-- Data rows start --

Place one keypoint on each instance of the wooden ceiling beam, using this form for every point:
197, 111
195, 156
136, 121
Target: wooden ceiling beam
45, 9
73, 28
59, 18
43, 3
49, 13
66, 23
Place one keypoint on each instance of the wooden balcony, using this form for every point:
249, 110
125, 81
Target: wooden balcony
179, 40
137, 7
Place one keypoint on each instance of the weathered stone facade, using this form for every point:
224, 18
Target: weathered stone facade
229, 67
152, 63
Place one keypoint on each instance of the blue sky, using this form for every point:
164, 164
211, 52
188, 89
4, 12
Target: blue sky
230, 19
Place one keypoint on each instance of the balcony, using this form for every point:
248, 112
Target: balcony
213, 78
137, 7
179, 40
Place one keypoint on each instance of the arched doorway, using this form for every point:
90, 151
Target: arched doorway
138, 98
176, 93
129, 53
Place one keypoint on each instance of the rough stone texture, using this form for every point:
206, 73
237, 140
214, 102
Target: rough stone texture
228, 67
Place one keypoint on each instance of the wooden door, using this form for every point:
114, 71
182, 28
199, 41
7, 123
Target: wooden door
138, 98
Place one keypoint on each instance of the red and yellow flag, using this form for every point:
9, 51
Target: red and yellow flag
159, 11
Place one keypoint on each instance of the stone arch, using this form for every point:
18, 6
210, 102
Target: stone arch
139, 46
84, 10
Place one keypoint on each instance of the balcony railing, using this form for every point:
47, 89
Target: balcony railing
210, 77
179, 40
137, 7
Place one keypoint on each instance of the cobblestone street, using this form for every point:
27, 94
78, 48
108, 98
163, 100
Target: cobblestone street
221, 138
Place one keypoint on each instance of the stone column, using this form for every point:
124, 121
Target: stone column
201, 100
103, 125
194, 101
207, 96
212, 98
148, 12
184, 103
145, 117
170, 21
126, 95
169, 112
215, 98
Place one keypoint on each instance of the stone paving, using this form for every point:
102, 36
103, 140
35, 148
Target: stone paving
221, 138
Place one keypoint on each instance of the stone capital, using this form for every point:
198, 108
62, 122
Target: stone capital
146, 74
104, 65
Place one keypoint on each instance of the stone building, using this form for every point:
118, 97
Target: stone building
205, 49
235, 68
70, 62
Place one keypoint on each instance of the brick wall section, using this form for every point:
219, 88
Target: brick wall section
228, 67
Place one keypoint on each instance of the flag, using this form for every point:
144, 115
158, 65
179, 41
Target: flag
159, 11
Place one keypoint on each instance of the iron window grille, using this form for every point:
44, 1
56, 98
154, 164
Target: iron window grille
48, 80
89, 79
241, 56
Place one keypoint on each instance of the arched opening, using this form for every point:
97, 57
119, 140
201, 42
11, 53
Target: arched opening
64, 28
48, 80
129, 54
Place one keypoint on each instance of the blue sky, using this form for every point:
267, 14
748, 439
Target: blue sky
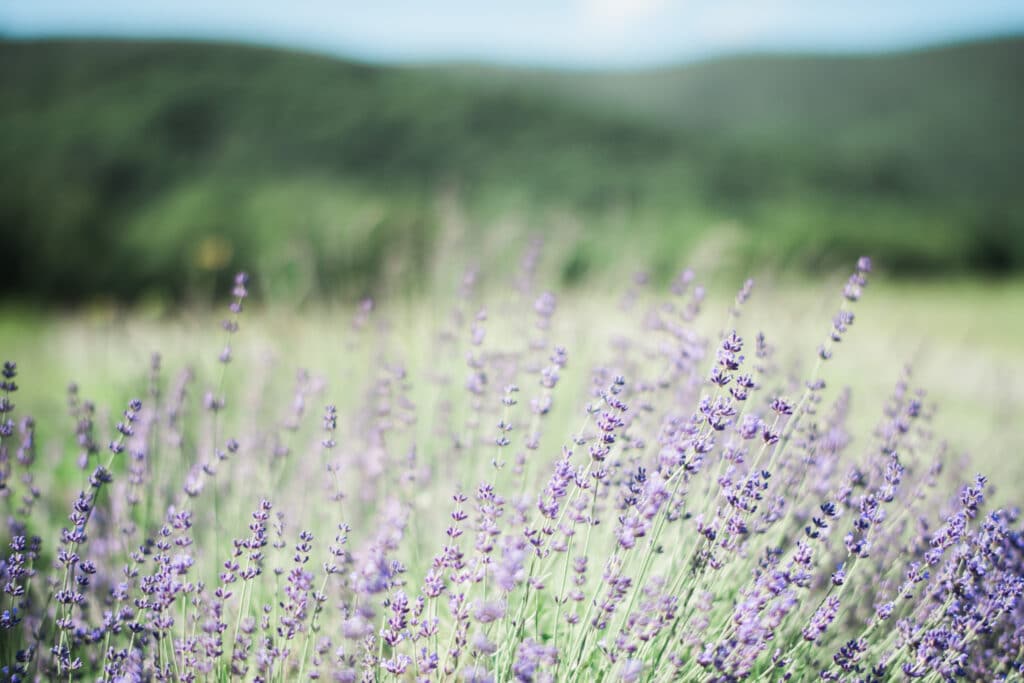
569, 33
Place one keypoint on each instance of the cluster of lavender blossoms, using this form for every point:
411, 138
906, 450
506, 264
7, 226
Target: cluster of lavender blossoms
670, 507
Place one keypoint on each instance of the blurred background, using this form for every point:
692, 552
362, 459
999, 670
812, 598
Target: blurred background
150, 150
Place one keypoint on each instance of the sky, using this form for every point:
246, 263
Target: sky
566, 33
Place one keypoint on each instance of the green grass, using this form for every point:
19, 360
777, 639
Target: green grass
142, 170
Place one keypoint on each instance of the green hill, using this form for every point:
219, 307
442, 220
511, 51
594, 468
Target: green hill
136, 166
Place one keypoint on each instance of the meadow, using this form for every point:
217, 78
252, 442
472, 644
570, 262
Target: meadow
506, 479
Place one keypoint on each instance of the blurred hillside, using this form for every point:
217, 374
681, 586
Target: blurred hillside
132, 169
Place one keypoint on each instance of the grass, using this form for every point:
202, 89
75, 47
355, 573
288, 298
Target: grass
409, 434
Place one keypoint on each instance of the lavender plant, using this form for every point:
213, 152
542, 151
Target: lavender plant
687, 512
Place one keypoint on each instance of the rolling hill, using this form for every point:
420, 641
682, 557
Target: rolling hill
130, 167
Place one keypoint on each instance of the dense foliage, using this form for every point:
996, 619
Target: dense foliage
135, 168
701, 514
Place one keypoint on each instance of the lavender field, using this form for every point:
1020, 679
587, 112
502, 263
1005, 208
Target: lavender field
501, 482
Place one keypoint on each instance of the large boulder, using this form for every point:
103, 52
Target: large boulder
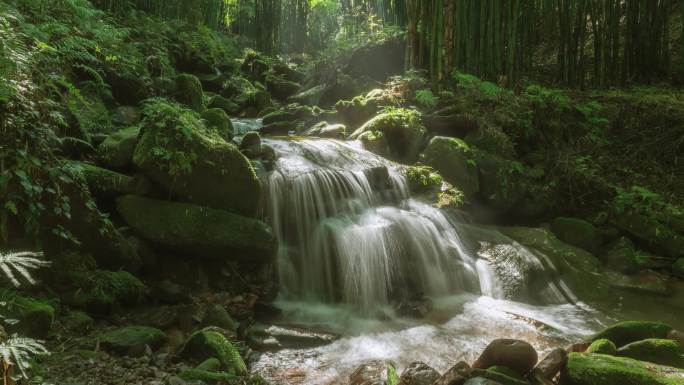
374, 373
418, 373
208, 343
196, 229
189, 92
116, 151
403, 130
623, 333
517, 355
659, 351
595, 369
453, 159
194, 163
651, 233
577, 232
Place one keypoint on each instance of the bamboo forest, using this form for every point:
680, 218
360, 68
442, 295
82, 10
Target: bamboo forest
342, 192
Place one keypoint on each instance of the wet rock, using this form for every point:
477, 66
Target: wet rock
126, 115
649, 282
272, 337
456, 375
583, 369
220, 176
327, 130
659, 351
208, 343
602, 346
451, 157
217, 316
651, 233
515, 354
197, 230
217, 119
189, 92
403, 131
577, 232
374, 373
550, 365
418, 373
116, 151
132, 340
108, 184
625, 332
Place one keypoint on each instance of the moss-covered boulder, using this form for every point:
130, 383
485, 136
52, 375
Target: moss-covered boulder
651, 233
217, 119
599, 369
197, 230
108, 184
577, 232
227, 105
189, 92
194, 163
602, 346
453, 159
626, 332
403, 131
208, 343
116, 151
132, 340
280, 87
374, 372
35, 316
659, 351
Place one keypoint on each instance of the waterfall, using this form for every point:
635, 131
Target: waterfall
349, 231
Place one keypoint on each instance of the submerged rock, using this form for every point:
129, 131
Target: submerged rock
452, 158
518, 355
198, 230
625, 332
595, 369
418, 373
374, 373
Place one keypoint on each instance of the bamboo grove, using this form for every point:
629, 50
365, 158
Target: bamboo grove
572, 42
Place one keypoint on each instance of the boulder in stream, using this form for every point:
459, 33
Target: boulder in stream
198, 230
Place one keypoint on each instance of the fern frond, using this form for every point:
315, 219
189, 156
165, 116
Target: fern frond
16, 266
17, 351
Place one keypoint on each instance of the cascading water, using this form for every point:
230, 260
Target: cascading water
350, 233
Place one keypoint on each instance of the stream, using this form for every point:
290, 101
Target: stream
354, 244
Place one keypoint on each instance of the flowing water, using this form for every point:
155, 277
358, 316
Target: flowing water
354, 244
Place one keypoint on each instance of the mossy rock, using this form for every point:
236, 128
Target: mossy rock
623, 333
35, 316
453, 159
208, 343
108, 184
403, 131
189, 92
198, 230
600, 369
577, 232
217, 119
194, 163
132, 340
116, 151
602, 346
102, 291
659, 351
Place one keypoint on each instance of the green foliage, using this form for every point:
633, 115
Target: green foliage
426, 98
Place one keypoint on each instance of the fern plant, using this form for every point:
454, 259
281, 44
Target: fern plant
16, 351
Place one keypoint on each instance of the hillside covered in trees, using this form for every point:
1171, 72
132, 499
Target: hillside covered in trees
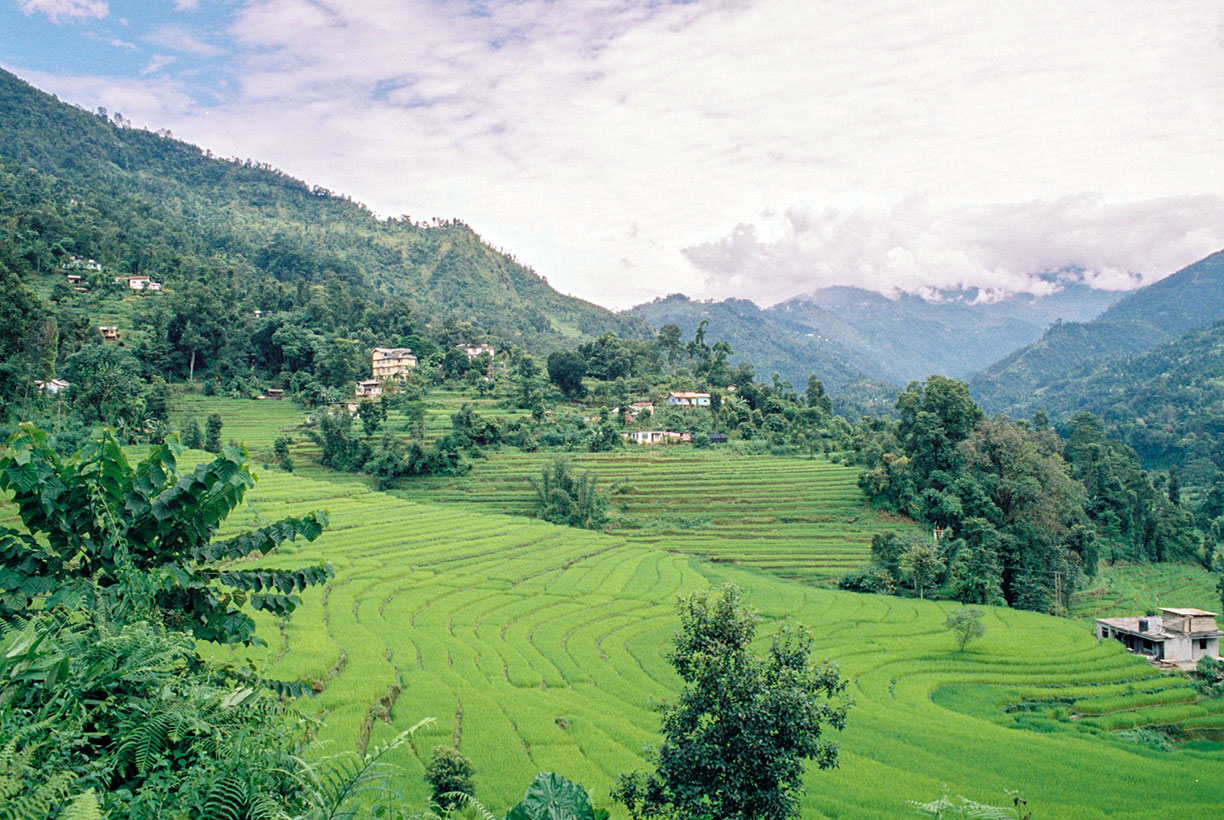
1187, 300
86, 184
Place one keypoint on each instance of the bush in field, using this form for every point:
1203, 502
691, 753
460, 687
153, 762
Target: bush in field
737, 737
191, 435
552, 797
280, 453
449, 775
573, 499
966, 624
922, 566
870, 578
213, 433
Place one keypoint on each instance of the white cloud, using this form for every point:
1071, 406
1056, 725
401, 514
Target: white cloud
59, 10
1003, 249
178, 38
157, 63
599, 138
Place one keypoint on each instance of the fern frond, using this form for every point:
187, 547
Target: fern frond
83, 807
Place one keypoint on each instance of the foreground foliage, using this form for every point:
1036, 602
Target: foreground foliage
738, 734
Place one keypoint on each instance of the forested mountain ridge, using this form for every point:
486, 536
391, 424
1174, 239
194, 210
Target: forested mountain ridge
83, 184
755, 339
1190, 299
1167, 403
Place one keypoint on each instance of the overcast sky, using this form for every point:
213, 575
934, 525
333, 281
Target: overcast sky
754, 148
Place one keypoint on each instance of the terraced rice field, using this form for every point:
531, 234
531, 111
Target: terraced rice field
540, 648
793, 517
1135, 589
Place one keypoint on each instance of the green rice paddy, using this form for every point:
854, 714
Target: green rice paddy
541, 648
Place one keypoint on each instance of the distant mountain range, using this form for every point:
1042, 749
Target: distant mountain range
1028, 378
848, 334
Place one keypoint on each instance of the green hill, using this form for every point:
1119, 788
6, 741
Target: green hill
77, 182
1190, 299
541, 648
1167, 403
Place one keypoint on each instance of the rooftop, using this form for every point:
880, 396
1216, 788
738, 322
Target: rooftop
1156, 629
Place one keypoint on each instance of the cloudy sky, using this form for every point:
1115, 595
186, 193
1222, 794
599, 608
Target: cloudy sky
758, 148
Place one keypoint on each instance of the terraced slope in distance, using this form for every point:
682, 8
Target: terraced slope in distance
540, 648
794, 517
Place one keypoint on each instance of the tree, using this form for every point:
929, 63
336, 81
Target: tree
191, 433
93, 519
213, 433
449, 774
280, 453
922, 564
552, 797
966, 624
566, 498
372, 416
566, 370
737, 737
668, 342
817, 397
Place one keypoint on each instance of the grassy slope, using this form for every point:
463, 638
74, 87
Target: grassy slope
500, 626
798, 518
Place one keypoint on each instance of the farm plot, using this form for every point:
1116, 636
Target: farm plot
797, 518
540, 648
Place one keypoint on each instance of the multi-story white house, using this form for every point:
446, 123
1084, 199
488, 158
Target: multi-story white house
688, 399
1178, 637
392, 362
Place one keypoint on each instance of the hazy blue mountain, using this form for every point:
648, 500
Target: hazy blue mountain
955, 334
1190, 299
848, 334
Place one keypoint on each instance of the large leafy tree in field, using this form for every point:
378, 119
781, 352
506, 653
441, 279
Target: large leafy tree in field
737, 737
94, 519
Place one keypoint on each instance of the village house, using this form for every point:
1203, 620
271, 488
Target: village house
473, 350
688, 399
138, 283
659, 437
80, 263
1175, 638
392, 362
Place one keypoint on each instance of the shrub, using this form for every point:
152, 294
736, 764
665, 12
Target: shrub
449, 774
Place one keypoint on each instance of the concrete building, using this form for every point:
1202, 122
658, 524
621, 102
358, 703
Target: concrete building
392, 362
473, 350
687, 399
659, 437
1175, 637
138, 283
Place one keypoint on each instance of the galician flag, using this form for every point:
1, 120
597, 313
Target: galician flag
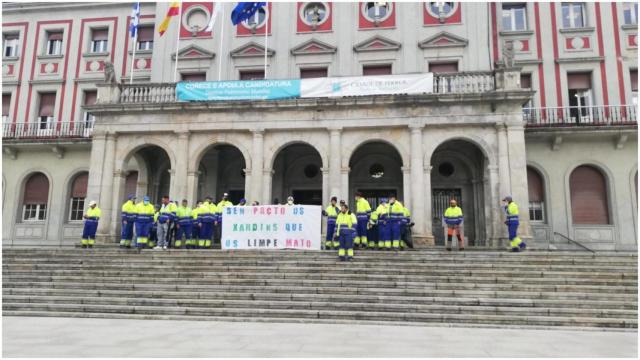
174, 9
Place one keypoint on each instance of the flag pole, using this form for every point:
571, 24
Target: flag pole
267, 14
179, 20
221, 4
133, 58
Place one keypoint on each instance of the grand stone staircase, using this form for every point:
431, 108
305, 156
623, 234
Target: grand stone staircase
474, 288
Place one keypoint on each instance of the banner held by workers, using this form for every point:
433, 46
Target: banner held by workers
271, 227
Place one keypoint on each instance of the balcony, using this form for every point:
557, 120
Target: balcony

-- Data rows end --

> [What you need to do]
Extract only the lines from the line containing "Place one keypoint on each instance of the galician" through the final line of the listing above, unchanged; pictures stay out of the copy.

> [Written response]
Place one keypoint on each instance of the galician flag, using this form for every point:
1, 120
597, 313
Target: galician flag
174, 9
Place one keypoint on each instance of the flag pole, using this form for every point:
571, 24
Target: flag pole
267, 14
179, 20
221, 4
133, 58
Place one keypoint on each instance of the grand stone staircase, using this form for every point:
431, 108
305, 156
623, 234
Target: grand stone staircase
474, 288
Place one keypoint on each instance of the banner held by workers, using this form for every point:
433, 46
Target: banner held by workers
271, 227
Place one keypoint on each instance of the balcony, using this form for every point:
557, 120
Target: balcony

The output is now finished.